» REQUIRED WORK
Return each line of the entries that mentions the word "exact".

____________

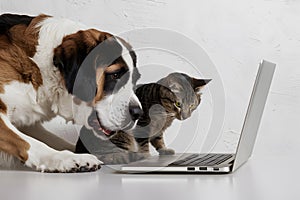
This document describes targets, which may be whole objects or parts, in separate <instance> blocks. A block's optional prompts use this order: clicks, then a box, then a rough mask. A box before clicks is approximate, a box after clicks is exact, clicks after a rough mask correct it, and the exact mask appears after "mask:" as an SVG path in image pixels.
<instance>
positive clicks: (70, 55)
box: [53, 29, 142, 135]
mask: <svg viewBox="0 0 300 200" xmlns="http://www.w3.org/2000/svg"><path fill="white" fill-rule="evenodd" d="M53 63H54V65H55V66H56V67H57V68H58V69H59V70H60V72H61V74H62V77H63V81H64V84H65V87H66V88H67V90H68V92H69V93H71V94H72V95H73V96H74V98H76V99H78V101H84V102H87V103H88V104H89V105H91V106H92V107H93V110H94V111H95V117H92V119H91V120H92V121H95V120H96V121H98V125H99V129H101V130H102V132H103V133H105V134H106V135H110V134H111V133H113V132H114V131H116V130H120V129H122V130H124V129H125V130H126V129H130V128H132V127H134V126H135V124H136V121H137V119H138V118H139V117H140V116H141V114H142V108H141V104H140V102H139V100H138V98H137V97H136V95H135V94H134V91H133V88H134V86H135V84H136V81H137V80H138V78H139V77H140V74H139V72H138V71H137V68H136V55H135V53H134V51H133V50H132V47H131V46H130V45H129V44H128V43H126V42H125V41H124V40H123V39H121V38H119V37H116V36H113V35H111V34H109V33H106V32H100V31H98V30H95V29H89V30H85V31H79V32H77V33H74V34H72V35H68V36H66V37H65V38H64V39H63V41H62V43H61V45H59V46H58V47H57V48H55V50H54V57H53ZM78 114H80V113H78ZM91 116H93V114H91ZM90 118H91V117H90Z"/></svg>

____________

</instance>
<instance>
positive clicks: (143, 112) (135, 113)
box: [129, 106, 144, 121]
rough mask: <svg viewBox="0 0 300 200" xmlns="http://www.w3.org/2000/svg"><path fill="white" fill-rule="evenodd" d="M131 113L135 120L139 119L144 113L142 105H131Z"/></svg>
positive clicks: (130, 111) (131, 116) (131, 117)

____________

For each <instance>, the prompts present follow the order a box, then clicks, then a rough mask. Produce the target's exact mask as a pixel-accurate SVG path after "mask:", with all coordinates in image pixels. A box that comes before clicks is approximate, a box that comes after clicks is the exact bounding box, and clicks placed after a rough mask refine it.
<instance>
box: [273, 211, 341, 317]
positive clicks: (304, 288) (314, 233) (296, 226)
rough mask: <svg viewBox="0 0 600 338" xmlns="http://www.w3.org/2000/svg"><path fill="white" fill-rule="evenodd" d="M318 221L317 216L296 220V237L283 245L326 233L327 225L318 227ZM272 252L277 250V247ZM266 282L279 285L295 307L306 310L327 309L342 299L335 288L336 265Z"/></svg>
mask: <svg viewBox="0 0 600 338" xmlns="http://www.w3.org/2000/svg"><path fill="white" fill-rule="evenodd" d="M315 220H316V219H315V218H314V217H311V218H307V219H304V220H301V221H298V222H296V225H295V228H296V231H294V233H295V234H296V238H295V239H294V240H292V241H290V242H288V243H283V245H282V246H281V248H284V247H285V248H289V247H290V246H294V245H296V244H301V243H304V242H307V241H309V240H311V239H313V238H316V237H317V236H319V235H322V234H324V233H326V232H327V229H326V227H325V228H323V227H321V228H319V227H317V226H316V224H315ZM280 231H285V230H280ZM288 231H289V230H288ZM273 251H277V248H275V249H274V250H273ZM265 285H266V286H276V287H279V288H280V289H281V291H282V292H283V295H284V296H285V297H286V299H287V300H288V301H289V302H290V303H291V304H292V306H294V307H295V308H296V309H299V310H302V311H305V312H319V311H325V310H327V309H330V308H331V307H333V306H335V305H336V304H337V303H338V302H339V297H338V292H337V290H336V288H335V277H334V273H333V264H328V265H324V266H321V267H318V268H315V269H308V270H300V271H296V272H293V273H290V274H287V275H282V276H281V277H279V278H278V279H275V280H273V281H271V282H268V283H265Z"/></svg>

____________

» RESULT OF THIS EXERCISE
This document describes targets, which may be whole objects or parts, in separate <instance> blocks. A block's optional prompts use this order: clicks, then a box, then a rough mask. A box before clicks is approximate, a box after clicks is exact, clicks after a rough mask correct it, and the exact mask appears after "mask:" as an SVG path in image pixels.
For each <instance>, the prompts present follow the order a box, then clicks, then a rough mask. Produce the target's exact mask as a pixel-accurate SVG path after "mask:", with all coordinates in image pixels. A box that comes before clicks is approximate, a box that comes after clicks is the exact bounding box, and clicks placed after a rough mask refine it.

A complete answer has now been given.